### Reading text:
┌──
Once that’s on the stainer, we remove the paraffin wax from the patient tissue, and the methylene bridges formed during the fixation process are broken to expose epitopes (specific targets against which an individual antibody binds) and facilitate antigen-antibody binding. This last part is called retrieval. After the retrieval process, we apply a carefully prepared antibody dilution to the tissue, where it attaches to the antigen of interest. We then apply a secondary antibody to the tissue, linking the primary antibody to a reporter enzyme (a specific enzyme that researchers attach to a regulatory sequence in a gene of interest in bacteria or cell culture).
Then, we add chromogen to create a visual of the antibody/antigen complex, creating brown or red staining. Finally, we apply a counterstain to the tissue to aid in analysis. We remove the tissue from the automated stainer, run it through a series of graded alcohols to dehydrate it, then coverslip the slides and review them under a microscope, before sending them to the pathologists for analysis. We are constantly learning, thinking, and helping doctors diagnose cancer—all of that fascinates me.
What else is exciting?
If you’re a naturally curious, creative thinker, this can be a very good fit; there is always troubleshooting to do. When you’re diluting the antibodies, if you miscalculate the dilution ratio, your stains could fail. Or maybe you made your antibodies correctly, but the machine or another part of the process went afoul. Naturally, you have to work with standardized procedures, but if anything goes wrong, you have to think about where in the process that incorrect result could have been caused. Then you need to figure out how to fix it. We run a control with each tissue—so if the control fails, you’d look at various factors that could have caused that. That’s where being a creative thinker is helpful, and I find that appealing.
How did you change careers?
After about 10 years of grantwriting, I was getting burned out. It is very high stress, with low pay. I also wanted hands-on work, but writing about budgets and fundraising requests wasn’t hands-on. Because I was working at Pioneer and that was part of the university, I began taking classes. I loved an anatomy class, so I began to think about what I could do in anatomy. I felt I was too old to pursue the long path of becoming a doctor. But I told my husband I wished I was a scientist 200 years ago, when part of the job involved taking notes and drawing pictures. I began to look at what regular histology labs do, creating special stains and dyes, sometimes gold and silver, and applying them to tissues. I liked that it involved a little inclination toward fine motor skills, the creative mind. So I decided to take a few additional science classes (and some college algebra and statistics classes) to try to become a histotechnologist. I was fortunate, and my supervisor in Immunohistochemistry gave me an opportunity without prior experience in the field. She interviewed me and basically said, “Let’s take a chance.” So that worked out well for me.
Any advice you’d give a person considering this field?
If you’re curious and you’d like a hands-on job that impacts people’s lives but isn't working directly with patients and clinicians, histotechnology can be really rewarding. There are a lot of diverse opportunities within the field. In addition to working in a histology or immunohistochemistry lab like we have at ARUP you could work in a research lab or at a hospital. Or you could be a specialist who works for one of the companies that manufactures our machines and reagents—they are experts in the field and provide technical assistance with assay development and antibody optimization when needed. I love that there are so many opportunities in this field.
└──
### Record excerpts:
┌──
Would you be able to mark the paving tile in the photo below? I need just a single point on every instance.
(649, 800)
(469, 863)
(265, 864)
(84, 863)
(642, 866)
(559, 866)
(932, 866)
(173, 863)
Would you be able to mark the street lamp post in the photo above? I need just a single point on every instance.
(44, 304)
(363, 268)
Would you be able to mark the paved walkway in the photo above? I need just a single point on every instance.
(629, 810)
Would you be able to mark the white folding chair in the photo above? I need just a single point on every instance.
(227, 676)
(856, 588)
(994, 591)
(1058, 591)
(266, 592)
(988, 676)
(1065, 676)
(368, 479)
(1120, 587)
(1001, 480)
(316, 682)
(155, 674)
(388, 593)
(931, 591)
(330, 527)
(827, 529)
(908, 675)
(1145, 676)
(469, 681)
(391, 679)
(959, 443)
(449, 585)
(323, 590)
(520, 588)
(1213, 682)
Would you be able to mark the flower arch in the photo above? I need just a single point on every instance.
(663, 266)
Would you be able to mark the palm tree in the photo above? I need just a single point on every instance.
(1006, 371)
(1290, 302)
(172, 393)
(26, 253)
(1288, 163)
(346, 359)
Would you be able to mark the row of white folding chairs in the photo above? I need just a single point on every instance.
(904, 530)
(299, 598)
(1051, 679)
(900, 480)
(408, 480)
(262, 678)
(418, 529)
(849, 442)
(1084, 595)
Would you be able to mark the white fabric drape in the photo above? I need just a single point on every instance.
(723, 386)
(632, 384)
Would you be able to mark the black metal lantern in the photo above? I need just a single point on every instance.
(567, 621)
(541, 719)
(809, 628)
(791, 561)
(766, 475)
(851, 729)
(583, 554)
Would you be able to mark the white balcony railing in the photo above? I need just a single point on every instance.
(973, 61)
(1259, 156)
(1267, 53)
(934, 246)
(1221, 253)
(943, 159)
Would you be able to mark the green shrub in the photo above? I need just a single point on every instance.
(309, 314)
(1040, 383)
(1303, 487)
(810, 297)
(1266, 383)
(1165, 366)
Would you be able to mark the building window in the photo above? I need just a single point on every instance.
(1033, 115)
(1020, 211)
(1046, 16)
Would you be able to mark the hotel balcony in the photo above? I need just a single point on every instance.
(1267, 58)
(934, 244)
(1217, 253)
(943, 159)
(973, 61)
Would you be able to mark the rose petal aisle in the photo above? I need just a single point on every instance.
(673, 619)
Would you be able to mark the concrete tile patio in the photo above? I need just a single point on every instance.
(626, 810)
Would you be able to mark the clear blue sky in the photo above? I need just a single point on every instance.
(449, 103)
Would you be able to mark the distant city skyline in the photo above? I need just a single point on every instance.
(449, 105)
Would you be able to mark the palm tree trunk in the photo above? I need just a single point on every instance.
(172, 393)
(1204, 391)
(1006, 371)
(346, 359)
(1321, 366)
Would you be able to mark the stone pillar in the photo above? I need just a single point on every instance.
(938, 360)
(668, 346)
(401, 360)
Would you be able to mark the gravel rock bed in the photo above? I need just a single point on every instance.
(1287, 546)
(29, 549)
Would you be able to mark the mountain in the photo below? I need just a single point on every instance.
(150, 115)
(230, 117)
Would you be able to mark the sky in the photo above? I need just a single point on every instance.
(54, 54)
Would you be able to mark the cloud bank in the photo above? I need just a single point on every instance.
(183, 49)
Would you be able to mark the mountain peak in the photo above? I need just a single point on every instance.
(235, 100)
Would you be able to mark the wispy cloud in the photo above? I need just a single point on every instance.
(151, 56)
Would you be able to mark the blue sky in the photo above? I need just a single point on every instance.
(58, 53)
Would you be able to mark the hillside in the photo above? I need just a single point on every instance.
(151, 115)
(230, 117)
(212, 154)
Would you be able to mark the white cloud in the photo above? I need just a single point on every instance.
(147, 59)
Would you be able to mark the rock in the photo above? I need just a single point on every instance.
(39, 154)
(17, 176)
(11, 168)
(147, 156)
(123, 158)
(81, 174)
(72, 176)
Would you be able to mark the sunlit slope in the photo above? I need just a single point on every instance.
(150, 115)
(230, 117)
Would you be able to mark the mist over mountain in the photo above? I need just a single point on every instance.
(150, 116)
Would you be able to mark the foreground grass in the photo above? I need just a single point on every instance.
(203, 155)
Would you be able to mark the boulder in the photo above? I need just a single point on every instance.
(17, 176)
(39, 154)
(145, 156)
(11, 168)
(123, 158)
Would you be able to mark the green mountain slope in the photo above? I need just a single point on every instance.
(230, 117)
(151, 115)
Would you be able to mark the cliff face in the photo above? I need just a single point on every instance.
└──
### Exercise 1:
Answer these questions using the interview about histotechnology:
(a) What is the step called in which the methylene bridges formed during fixation are broken to expose epitopes?
(b) For about how many years did the speaker do grantwriting before becoming burned out?
(c) What is run with each tissue?
### Exercise 2:
From the interview about histotechnology, transcribe word for word the passage from "Any advice you’d" to "in this field.".

### Worked solution 1:
(a) Retrieval.
(b) About 10 years.
(c) A control.

### Worked solution 2:
Any advice you’d give a person considering this field?
If you’re curious and you’d like a hands-on job that impacts people’s lives but isn't working directly with patients and clinicians, histotechnology can be really rewarding. There are a lot of diverse opportunities within the field. In addition to working in a histology or immunohistochemistry lab like we have at ARUP you could work in a research lab or at a hospital. Or you could be a specialist who works for one of the companies that manufactures our machines and reagents—they are experts in the field and provide technical assistance with assay development and antibody optimization when needed. I love that there are so many opportunities in this field.